____ READING PASSAGE

Brande has been battling the Alabama Board of Education over various science education issues for years. He helped keep “Of Panda’s and People” — a book scientists consider blatant intelligent design propaganda — out of the state’s science classrooms. But his battle over the evolution disclaimer hasn’t been as fruitful. All though the language has been watered-down over the years, no longer coming right out and saying the theory of evolution is controversial, Brande says the intent’s still the same.
“Even though the board would like you to believe that this is not a partisan issue, this is not a sectarian issue, the fact is they inserted language into the current disclaimer that proves the issue is really one of religion and not science education.”
And Brande says this section, from the Alabama Course of Study: Science, makes that all too abundantly clear.

________
____ RECORD EXCERPTS

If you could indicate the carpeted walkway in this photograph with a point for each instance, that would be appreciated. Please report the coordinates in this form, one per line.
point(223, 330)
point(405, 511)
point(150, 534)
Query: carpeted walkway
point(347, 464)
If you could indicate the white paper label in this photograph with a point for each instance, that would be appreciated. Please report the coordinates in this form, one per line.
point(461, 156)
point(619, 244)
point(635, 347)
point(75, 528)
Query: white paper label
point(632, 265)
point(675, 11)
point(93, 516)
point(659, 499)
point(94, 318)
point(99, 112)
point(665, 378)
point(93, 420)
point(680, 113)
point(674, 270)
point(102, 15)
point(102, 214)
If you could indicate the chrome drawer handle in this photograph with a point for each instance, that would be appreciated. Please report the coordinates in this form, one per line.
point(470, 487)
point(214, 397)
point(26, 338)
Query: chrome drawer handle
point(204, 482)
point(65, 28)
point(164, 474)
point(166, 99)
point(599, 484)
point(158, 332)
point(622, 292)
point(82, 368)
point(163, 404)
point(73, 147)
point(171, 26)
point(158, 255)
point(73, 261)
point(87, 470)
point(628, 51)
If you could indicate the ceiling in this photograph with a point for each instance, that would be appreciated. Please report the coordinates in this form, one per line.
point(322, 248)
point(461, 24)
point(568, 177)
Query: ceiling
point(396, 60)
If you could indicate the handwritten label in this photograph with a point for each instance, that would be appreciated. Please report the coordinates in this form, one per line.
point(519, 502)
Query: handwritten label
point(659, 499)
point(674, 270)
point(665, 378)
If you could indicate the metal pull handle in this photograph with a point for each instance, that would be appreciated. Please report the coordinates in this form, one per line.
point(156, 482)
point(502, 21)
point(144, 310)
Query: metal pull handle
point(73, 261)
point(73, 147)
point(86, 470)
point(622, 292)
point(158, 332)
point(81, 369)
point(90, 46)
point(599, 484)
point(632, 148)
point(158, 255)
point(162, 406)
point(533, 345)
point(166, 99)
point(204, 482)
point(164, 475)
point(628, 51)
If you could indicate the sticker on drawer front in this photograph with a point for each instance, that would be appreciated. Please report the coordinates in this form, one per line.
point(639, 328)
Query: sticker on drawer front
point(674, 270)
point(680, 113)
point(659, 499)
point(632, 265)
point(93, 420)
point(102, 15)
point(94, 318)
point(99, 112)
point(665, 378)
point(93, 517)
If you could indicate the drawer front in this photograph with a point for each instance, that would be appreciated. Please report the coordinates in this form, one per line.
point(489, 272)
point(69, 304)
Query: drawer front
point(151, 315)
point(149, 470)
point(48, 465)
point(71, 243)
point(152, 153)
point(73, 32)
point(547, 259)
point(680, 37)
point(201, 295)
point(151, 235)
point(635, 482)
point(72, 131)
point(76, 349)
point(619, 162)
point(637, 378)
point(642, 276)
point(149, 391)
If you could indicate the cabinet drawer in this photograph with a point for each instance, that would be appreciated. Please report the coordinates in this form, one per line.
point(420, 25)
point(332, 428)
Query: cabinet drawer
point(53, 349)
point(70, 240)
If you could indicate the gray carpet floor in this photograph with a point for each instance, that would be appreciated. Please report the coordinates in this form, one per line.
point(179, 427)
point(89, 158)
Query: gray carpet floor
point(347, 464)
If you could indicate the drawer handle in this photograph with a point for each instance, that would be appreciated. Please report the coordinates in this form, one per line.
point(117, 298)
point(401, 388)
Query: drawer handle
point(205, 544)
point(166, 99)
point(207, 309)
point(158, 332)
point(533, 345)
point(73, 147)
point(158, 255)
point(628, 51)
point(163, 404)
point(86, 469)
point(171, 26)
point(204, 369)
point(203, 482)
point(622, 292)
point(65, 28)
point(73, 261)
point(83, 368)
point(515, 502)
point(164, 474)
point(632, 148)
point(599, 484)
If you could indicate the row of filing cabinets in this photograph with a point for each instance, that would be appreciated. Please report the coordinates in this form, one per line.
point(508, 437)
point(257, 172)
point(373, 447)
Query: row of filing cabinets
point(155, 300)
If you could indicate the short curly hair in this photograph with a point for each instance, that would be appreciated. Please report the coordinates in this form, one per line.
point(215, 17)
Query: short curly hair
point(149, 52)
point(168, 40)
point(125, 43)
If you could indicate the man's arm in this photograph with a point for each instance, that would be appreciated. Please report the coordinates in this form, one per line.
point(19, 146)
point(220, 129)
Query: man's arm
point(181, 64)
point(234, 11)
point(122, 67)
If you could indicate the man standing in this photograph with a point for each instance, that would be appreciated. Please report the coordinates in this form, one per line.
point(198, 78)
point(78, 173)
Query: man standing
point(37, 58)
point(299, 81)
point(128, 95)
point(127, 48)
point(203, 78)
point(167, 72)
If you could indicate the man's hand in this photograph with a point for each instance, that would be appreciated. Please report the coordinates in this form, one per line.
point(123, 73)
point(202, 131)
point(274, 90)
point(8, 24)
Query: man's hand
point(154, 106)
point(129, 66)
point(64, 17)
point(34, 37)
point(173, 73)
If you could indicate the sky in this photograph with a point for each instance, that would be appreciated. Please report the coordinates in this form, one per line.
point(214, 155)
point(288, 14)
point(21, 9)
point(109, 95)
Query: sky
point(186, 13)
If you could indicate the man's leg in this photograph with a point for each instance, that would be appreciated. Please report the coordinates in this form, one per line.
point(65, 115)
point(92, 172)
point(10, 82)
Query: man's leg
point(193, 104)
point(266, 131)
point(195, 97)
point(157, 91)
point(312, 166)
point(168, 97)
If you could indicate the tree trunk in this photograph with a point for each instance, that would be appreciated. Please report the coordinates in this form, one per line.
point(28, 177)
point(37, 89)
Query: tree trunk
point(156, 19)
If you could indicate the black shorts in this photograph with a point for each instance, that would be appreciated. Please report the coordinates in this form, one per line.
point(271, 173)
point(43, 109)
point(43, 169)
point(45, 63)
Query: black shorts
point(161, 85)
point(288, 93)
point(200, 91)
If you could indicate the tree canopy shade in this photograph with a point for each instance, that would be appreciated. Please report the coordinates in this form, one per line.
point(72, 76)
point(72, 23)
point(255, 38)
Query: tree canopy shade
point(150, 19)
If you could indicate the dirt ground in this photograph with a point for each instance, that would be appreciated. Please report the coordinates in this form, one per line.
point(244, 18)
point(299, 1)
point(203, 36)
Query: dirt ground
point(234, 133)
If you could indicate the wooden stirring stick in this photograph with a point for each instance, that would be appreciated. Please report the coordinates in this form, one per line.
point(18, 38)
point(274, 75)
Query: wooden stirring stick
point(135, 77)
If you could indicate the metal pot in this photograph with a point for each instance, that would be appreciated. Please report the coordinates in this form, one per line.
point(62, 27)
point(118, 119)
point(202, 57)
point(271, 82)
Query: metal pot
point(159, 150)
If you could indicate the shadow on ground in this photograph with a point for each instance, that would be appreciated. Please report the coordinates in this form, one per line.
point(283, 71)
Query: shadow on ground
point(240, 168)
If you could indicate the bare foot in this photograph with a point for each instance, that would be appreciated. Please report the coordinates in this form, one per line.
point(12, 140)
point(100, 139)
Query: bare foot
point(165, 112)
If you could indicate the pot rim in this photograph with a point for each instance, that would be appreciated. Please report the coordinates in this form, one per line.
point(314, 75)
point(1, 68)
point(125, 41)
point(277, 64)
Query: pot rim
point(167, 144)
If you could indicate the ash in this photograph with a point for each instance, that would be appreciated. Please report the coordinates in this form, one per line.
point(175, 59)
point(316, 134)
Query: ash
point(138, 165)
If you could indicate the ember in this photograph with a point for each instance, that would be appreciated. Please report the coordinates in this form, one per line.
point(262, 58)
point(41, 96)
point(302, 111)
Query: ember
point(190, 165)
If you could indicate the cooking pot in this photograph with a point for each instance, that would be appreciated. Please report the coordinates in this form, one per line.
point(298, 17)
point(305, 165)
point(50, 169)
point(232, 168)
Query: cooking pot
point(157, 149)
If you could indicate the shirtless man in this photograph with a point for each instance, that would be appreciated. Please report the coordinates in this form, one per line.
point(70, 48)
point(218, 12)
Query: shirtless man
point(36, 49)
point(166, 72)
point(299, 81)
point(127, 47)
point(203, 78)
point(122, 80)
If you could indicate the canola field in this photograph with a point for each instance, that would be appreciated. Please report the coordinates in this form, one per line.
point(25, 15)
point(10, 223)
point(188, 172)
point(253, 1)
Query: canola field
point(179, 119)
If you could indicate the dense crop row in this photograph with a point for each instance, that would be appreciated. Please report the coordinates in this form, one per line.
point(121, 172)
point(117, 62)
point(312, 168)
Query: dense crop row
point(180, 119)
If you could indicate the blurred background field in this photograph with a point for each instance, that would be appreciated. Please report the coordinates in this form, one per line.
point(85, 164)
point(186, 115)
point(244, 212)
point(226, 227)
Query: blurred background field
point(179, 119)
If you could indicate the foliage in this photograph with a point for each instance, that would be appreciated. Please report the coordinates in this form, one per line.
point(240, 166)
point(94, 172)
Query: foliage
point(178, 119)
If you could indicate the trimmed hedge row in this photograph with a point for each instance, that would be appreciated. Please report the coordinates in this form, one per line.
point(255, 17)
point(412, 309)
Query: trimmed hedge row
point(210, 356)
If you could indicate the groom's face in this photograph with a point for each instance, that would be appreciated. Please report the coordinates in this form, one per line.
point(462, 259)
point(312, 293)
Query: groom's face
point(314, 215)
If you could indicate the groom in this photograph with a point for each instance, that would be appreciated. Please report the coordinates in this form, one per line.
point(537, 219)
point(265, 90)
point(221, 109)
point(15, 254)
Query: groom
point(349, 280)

________

*PROMPT 1*. Reproduce word for word the part of the passage on Alabama's evolution disclaimer that starts with "Brande has been" and runs through "too abundantly clear.".
*PROMPT 2*.
Answer these questions from the passage on Alabama's evolution disclaimer:
(a) According to Brande, has the intent of the disclaimer changed as its language was watered down?
(b) What does Brande say the language inserted into the current disclaimer proves?
(c) What is the name of the document that contains the section Brande points to?
*PROMPT 3*. Continue the passage on Alabama's evolution disclaimer from its last sentence.

*OUTPUT 1*.
Brande has been battling the Alabama Board of Education over various science education issues for years. He helped keep “Of Panda’s and People” — a book scientists consider blatant intelligent design propaganda — out of the state’s science classrooms. But his battle over the evolution disclaimer hasn’t been as fruitful. All though the language has been watered-down over the years, no longer coming right out and saying the theory of evolution is controversial, Brande says the intent’s still the same.
“Even though the board would like you to believe that this is not a partisan issue, this is not a sectarian issue, the fact is they inserted language into the current disclaimer that proves the issue is really one of religion and not science education.”
And Brande says this section, from the Alabama Course of Study: Science, makes that all too abundantly clear.

*OUTPUT 2*.
(a) No. Brande says the intent is still the same.
(b) It proves that the issue is really one of religion and not science education.
(c) The Alabama Course of Study: Science.

*OUTPUT 3*.
Many scientific theories have been developed over time. The value of scientific work, however, is not only the development of theories but also what is learned from the development process. The Alabama Course of Study: Science was developed within the context of trying to establish scientific literacy, not to question or diminish one’s beliefs and/or faith. To that end, this document includes many theories and studies of scientists’ works for examination by students. The works of Copernicus, Newton, and Einstein, to name a few, have provided a basis for much of our knowledge of the world today.
Brande maintains this clearly shows the intent to bring religion into Alabama’s classrooms, but Norris Anderson says that’s not how it is at all.
“No, no it wasn’t designed at all to bring in any other viewpoint but to make sure students understood the nature of science as applied to this particular area.”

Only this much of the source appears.